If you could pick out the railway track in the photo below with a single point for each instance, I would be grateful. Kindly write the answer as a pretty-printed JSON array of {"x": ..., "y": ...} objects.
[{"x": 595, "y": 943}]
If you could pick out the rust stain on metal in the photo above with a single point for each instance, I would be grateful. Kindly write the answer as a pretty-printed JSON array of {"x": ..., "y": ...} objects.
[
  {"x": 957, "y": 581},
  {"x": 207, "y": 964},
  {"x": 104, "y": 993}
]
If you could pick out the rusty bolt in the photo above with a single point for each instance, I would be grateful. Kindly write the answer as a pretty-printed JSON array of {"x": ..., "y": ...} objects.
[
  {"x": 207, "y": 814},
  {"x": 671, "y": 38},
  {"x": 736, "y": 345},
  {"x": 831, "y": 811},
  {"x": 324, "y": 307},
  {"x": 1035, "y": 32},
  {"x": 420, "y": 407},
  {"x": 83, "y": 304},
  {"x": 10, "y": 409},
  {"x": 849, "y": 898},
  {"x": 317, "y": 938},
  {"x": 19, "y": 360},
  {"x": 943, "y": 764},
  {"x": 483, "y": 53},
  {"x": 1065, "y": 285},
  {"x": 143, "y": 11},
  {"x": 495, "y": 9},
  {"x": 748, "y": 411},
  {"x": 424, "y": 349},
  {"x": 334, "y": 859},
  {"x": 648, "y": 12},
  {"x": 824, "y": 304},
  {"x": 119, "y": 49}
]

» **Exercise**: All the records above are to be reproduced exactly.

» **Task result**:
If you could pick out the railway track in the photo below with a single point for each instance, I would be grateful. Kindly write the answer as a pretty-printed JSON array of {"x": ..., "y": ...} objects.
[{"x": 595, "y": 943}]
If you could pick out the rust stain on metal in the photo above with a single point for each instance, I would be grateful. Kindly write the answer as a pretty-printed JSON array of {"x": ..., "y": ...} objects.
[
  {"x": 957, "y": 581},
  {"x": 207, "y": 964},
  {"x": 104, "y": 993}
]
If you could pick out the rusty bolt in the photo above with a single point for each instance, I would be grateful. Kindly write the answer as a pretty-printed JSON array of {"x": ..., "y": ...} objects.
[
  {"x": 207, "y": 814},
  {"x": 671, "y": 38},
  {"x": 736, "y": 345},
  {"x": 831, "y": 811},
  {"x": 324, "y": 307},
  {"x": 1035, "y": 32},
  {"x": 420, "y": 407},
  {"x": 83, "y": 304},
  {"x": 10, "y": 409},
  {"x": 849, "y": 898},
  {"x": 317, "y": 938},
  {"x": 19, "y": 360},
  {"x": 943, "y": 764},
  {"x": 483, "y": 53},
  {"x": 1065, "y": 285},
  {"x": 143, "y": 11},
  {"x": 495, "y": 9},
  {"x": 748, "y": 411},
  {"x": 424, "y": 349},
  {"x": 334, "y": 859},
  {"x": 648, "y": 12},
  {"x": 824, "y": 304},
  {"x": 119, "y": 49}
]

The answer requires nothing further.